**Consigne**. Reprenez sans rien y changer le passage ci-dessous sur les fossiles, en commençant par « On distingue deux » et en allant jusqu'à « été portés accidentellement. ».

On distingue deux especes de fossiles, 1°. ceux qui ont été formés dans la terre, & qui lui sont propres ; on les appelle fossiles natifs. Tels sont les terres, les pierres, les pierres précieuses, les crystaux, les métaux, &c. 2°. ceux qui ne sont point propres à la terre, que l’on appelle fossiles étrangers à la terre. Ce sont des corps appartenans, soit au regne minéral, soit au regne vegétal : tels que les coquilles, les ossemens de poissons & de quadrupedes, les bois, les plantes, &c. que l’on trouve ensevelis dans les entrailles de la terre où ils ont été portés accidentellement.

On se sert encore souvent du mot fossile comme d’un adjectif, en le joignant au nom de quelque matiere qui, sans devoir son origine à la terre, se trouve pourtant dans son sein ; & alors l’épithete de fossile sert à la distinguer de celle qui est naturelle, & qui se trouve ailleurs que dans la terre. C’est ainsi que l’on dit de l’ivoire fossile, du bois fossile, des coquilles fossiles, &c.

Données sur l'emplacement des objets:

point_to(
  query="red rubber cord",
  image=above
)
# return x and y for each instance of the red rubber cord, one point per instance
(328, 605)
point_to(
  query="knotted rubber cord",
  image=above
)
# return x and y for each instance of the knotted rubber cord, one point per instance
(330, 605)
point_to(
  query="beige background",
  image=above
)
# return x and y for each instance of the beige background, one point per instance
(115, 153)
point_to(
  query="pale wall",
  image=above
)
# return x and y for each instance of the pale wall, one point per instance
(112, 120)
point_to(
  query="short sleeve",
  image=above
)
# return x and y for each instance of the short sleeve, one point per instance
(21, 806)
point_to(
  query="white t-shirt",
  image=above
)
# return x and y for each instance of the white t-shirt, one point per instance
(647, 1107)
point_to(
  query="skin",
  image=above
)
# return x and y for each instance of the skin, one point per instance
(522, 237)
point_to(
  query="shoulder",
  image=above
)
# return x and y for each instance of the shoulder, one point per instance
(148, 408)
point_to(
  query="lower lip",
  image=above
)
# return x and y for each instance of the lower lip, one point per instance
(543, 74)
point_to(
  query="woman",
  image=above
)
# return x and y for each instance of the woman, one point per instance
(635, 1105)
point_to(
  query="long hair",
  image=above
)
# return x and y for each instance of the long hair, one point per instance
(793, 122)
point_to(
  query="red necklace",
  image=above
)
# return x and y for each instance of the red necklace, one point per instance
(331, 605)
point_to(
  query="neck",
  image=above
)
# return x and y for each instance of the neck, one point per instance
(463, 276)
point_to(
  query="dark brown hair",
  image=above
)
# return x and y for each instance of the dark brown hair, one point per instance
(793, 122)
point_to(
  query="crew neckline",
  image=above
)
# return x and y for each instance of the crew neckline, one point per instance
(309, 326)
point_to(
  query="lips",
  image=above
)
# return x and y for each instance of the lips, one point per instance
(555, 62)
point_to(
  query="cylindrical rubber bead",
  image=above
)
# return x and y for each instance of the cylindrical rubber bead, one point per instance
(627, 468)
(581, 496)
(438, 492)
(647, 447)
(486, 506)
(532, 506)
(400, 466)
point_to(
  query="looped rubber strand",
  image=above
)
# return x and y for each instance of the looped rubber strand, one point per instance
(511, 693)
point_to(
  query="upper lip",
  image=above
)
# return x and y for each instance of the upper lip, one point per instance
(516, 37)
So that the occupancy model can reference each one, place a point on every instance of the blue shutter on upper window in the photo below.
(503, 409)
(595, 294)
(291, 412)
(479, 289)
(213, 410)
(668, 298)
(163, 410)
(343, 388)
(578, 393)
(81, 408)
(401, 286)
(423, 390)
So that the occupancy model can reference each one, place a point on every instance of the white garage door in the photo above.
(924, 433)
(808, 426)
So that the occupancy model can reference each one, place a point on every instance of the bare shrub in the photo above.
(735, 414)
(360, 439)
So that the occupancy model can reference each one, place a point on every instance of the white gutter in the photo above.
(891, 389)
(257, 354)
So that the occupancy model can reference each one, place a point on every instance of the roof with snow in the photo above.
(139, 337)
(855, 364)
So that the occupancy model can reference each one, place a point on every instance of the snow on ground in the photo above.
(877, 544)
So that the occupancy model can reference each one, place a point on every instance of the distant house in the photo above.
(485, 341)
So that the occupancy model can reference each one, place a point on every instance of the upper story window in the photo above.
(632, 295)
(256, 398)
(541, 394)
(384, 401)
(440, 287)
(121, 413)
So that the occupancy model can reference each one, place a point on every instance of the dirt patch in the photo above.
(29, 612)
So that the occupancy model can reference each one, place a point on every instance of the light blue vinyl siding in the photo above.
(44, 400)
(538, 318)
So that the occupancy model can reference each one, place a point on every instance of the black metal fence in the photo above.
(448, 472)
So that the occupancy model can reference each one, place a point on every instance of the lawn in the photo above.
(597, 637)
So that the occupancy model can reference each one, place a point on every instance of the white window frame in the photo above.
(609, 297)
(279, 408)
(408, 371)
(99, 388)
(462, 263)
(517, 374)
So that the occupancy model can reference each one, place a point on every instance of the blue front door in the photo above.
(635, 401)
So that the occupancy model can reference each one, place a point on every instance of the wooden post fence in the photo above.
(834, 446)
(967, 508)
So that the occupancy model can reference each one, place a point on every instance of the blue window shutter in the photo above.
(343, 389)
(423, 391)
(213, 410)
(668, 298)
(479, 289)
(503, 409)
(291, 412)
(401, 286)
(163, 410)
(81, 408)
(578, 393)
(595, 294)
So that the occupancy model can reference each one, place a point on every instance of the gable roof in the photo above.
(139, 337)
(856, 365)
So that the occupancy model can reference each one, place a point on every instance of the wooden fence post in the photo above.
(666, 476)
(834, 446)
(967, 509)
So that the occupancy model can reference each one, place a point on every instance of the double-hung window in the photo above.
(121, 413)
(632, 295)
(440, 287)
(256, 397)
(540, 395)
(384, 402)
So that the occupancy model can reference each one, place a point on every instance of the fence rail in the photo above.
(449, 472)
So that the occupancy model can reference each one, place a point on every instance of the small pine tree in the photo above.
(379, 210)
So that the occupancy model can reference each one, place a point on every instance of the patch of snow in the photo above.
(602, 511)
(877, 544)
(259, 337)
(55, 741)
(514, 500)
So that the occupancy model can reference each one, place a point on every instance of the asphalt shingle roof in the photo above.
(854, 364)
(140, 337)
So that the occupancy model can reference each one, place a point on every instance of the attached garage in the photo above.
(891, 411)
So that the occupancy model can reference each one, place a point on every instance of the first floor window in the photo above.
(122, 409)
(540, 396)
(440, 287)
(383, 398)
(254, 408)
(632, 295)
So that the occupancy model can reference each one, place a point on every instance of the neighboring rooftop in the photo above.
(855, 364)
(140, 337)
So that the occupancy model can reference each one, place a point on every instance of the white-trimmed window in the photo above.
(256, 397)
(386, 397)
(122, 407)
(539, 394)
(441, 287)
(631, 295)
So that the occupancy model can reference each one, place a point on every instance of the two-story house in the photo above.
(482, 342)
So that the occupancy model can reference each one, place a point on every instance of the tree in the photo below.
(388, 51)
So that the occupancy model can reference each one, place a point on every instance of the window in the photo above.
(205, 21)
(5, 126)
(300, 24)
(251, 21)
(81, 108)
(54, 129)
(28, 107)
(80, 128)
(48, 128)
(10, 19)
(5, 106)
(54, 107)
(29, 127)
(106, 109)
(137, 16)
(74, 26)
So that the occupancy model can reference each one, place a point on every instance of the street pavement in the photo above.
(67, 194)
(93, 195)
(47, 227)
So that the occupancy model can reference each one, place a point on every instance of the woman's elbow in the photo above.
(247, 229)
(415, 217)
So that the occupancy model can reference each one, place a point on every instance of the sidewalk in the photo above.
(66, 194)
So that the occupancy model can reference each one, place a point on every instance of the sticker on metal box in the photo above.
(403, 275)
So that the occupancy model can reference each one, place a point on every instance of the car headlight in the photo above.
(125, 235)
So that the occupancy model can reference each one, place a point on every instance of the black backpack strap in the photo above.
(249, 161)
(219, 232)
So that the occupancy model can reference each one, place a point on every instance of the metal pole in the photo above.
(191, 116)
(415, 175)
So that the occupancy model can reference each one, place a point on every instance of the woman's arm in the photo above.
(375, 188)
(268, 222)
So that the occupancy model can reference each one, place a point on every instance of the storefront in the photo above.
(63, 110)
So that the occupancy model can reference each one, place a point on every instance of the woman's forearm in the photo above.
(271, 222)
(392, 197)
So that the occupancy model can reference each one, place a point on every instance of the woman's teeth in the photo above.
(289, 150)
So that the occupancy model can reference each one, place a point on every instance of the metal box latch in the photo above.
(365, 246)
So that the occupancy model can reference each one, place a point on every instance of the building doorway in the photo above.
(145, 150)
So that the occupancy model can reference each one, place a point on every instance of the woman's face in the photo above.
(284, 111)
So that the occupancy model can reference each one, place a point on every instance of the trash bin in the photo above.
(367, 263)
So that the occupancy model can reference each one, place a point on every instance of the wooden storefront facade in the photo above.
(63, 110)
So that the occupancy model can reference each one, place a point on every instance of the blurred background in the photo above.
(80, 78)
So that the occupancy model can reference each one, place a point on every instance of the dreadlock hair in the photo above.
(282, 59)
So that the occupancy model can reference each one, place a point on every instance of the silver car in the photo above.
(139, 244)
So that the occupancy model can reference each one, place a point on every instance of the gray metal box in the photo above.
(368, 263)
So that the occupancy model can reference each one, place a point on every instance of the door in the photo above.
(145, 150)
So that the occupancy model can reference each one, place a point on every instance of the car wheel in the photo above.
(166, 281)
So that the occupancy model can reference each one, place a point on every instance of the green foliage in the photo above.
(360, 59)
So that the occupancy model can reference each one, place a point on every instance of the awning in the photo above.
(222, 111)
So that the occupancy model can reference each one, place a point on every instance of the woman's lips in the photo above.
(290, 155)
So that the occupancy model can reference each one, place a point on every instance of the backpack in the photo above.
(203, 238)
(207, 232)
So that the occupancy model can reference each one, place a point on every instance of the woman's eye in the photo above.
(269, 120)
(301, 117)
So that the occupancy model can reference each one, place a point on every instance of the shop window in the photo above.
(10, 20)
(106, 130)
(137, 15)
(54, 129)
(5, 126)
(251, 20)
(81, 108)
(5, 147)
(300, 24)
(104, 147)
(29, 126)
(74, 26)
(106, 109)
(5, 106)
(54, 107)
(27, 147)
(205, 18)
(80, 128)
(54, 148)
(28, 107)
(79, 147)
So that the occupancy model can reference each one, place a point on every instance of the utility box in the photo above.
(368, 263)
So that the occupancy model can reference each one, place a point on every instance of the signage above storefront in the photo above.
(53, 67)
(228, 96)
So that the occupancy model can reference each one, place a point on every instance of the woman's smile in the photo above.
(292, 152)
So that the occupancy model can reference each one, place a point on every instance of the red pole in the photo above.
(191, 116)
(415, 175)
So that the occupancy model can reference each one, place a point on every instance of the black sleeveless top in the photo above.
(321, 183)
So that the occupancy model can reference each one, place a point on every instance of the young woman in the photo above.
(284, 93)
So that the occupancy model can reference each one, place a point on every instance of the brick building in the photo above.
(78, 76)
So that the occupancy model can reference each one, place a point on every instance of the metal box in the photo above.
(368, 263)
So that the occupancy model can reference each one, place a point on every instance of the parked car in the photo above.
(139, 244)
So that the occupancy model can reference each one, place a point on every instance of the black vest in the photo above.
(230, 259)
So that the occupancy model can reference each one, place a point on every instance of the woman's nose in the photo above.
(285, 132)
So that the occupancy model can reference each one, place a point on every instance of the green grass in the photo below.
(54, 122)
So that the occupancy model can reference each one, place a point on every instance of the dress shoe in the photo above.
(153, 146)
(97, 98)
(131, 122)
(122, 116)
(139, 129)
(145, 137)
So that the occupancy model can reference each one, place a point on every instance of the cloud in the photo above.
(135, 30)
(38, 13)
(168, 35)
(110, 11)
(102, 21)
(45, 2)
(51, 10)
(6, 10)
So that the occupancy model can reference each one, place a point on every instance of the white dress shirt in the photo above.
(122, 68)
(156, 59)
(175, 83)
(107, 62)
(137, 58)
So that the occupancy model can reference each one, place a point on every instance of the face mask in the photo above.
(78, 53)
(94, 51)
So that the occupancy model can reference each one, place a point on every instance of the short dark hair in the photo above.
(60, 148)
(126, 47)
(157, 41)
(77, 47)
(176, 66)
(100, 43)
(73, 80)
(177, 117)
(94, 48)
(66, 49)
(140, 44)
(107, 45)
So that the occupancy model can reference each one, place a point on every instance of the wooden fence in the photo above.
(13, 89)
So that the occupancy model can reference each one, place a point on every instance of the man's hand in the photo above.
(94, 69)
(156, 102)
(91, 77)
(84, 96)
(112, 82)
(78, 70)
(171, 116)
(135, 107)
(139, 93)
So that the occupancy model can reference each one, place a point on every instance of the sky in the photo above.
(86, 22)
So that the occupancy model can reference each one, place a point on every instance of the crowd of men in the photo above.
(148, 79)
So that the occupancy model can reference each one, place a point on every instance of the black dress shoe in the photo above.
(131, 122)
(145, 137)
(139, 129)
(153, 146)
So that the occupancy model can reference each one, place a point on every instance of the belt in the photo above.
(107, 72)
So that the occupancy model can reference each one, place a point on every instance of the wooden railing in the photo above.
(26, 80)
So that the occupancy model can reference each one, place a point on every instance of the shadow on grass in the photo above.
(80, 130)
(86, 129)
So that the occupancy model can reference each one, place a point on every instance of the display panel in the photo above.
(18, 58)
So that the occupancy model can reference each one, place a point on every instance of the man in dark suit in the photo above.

**Résultat obtenu**.
On distingue deux especes de fossiles, 1°. ceux qui ont été formés dans la terre, & qui lui sont propres ; on les appelle fossiles natifs. Tels sont les terres, les pierres, les pierres précieuses, les crystaux, les métaux, &c. 2°. ceux qui ne sont point propres à la terre, que l’on appelle fossiles étrangers à la terre. Ce sont des corps appartenans, soit au regne minéral, soit au regne vegétal : tels que les coquilles, les ossemens de poissons & de quadrupedes, les bois, les plantes, &c. que l’on trouve ensevelis dans les entrailles de la terre où ils ont été portés accidentellement.